(Saved entries)
--
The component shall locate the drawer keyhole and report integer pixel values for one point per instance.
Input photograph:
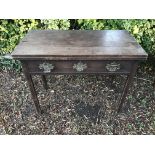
(113, 67)
(47, 67)
(80, 66)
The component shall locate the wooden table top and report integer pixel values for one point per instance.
(79, 44)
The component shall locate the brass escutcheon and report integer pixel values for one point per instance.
(112, 67)
(47, 67)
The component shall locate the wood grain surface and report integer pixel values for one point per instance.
(79, 44)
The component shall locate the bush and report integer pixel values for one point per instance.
(11, 31)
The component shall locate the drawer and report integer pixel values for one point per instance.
(75, 66)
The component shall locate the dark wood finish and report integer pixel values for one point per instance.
(67, 66)
(31, 86)
(58, 52)
(83, 44)
(126, 87)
--
#### ABOUT THIS TASK:
Only the lines from the one with "The component shall locate the drawer and" through the final line above should be repeated, each exactly as written.

#### WRITTEN SOLUTION:
The component shall locate the drawer and report integer pixel values for one point per instance.
(75, 66)
The component shall locate the dark wood finish and report integer pixel values for one point per instance.
(67, 66)
(31, 86)
(58, 52)
(83, 44)
(126, 87)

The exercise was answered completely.